Haas admitted to having taken LSD, Nelson said, adding a drug test showed cocaine and marijuana also in his system.

Haas was charged with public intoxication, resisting arrest and assault. He is currently residing in the Rutherford County Adult Detention Center on $1,500 bond and is set to appear Jan. 25 in General Sessions court.

Be careful who you tailgate

In an unrelated incident, another off-duty police officer reported an incident of road rage around 1 p.m. Saturday on Northwest Broad Street, according to an incident report filed with MPD.

MPD Officer Micheal Joyce was on his way to work in his personal vehicle when a red Dodge Ram was “closely following him and slamming on his brakes,” Sgt. B. Anderson wrote in an incident report.

Joyce told Anderson he was traveling eastbound on Broad Street near Sloan's Cycles when the driver of the truck cut him off. Joyce said he changed lanes and so did the truck, cutting him off again and slowing to around 20 MPH. Joyce said he tried to pass the truck several times but the truck “continued to change lanes in front of him,” Anderson reported.

Joyce then called dispatch to report the incident when the truck pulled into the parking lot of a convenience store.

“As both vehicles pulled into the (parking lot), Mr. Joyce advised the male driver of the Dodge truck exited his vehicle and approached Mr. Joyce's vehicle in an aggressive manner,” Anderson reported.

Joyce got out of his car and told the other driver he was a police officer and “to calm down,” according to the report.

The other man asked to see a badge. Joyce compiled, as best as he could, and showed the man an MPD uniform shirt.

The man backed down and went back to his truck where a female passenger began to argue with him as well.

After officers arrived, Anderson said the driver of the truck said Joyce was the first to cut him off and he pulled into the parking lot to “get away from Mr. Joyce but he followed.”

No charges were filed because a primary aggressor could not be determined, Anderson said.

---*---

**Problem statement**
Please reproduce the news article word for word, starting with "Joyce told Anderson" and going on through "to the report.". The data that comes next is separate from the news article.

---*---

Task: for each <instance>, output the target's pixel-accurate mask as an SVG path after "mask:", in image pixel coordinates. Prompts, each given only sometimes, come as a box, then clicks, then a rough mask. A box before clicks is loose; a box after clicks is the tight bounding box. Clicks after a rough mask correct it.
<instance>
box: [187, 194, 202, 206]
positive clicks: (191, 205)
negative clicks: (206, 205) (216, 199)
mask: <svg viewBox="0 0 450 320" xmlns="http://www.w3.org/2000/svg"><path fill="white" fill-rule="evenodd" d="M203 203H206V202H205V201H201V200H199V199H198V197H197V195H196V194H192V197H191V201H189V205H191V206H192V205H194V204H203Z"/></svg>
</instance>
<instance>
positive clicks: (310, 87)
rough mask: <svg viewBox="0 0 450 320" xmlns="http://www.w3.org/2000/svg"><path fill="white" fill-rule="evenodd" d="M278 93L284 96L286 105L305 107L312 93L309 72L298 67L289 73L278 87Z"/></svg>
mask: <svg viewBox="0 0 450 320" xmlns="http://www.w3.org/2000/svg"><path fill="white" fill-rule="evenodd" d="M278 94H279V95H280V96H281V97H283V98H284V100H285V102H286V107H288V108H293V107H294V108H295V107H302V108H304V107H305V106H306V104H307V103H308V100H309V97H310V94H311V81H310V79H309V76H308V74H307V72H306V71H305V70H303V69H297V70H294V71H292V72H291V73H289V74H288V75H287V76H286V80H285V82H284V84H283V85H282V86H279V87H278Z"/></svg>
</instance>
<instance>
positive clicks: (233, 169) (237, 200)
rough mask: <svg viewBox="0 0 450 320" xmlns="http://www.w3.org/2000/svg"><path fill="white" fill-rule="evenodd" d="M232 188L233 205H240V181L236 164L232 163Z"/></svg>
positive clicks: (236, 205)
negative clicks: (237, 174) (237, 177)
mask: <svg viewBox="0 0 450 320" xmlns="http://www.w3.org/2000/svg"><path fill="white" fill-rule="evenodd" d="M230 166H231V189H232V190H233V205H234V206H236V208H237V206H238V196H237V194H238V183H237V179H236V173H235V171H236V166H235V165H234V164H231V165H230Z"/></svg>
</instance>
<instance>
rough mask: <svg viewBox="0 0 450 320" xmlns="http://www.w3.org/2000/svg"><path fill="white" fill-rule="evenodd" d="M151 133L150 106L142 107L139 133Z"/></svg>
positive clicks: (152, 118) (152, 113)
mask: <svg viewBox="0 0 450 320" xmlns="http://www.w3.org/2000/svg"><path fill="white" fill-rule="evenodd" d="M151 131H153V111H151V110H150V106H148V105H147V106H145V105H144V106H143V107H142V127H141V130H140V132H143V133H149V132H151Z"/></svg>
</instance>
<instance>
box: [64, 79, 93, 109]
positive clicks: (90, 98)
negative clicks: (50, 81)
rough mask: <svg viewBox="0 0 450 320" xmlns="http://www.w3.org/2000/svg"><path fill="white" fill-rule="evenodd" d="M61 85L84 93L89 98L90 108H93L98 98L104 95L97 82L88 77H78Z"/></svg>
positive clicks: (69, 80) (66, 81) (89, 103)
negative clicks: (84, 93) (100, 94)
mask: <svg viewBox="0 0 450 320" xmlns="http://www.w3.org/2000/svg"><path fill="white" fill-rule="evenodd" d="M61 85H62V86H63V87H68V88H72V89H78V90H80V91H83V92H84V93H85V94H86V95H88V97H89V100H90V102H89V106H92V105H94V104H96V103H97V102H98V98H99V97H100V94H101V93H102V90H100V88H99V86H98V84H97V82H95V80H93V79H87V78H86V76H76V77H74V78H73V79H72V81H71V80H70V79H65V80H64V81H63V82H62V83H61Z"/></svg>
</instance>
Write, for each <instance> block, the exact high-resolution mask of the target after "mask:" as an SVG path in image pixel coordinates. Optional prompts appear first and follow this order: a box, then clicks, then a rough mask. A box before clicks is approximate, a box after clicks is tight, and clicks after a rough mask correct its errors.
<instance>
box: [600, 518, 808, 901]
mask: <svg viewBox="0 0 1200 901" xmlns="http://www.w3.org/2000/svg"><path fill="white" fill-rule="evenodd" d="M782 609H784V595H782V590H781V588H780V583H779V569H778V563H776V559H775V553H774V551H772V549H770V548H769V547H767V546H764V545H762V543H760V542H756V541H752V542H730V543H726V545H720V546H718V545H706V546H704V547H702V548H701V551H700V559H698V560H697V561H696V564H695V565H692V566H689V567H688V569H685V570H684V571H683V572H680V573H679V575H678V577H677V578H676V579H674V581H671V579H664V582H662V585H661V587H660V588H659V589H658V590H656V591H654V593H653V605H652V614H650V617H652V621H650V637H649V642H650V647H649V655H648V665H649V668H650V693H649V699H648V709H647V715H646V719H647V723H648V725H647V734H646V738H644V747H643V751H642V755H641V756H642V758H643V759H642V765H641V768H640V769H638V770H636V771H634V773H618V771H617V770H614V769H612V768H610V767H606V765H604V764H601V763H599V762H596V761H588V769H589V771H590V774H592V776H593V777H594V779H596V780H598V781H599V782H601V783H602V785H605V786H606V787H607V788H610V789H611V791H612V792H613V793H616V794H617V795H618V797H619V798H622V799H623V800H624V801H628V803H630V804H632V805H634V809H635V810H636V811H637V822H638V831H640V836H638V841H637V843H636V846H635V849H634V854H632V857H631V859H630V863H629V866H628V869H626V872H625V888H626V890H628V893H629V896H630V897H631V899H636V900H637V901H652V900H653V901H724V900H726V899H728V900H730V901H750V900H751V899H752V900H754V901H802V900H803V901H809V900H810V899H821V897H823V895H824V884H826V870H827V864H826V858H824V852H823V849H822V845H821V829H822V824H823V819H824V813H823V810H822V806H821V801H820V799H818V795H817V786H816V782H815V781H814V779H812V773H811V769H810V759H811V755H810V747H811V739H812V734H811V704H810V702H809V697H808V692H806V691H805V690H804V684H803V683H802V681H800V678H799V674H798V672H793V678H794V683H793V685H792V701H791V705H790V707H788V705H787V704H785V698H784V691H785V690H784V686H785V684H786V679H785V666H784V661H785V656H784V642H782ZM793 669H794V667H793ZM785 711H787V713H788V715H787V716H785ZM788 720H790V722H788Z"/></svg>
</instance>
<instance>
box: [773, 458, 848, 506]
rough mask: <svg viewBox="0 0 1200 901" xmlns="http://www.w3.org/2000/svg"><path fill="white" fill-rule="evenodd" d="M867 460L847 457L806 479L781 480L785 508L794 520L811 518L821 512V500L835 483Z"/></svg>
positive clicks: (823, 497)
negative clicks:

---*---

**Solved exercise**
Joyce told Anderson he was traveling eastbound on Broad Street near Sloan's Cycles when the driver of the truck cut him off. Joyce said he changed lanes and so did the truck, cutting him off again and slowing to around 20 MPH. Joyce said he tried to pass the truck several times but the truck “continued to change lanes in front of him,” Anderson reported.

Joyce then called dispatch to report the incident when the truck pulled into the parking lot of a convenience store.

“As both vehicles pulled into the (parking lot), Mr. Joyce advised the male driver of the Dodge truck exited his vehicle and approached Mr. Joyce's vehicle in an aggressive manner,” Anderson reported.

Joyce got out of his car and told the other driver he was a police officer and “to calm down,” according to the report.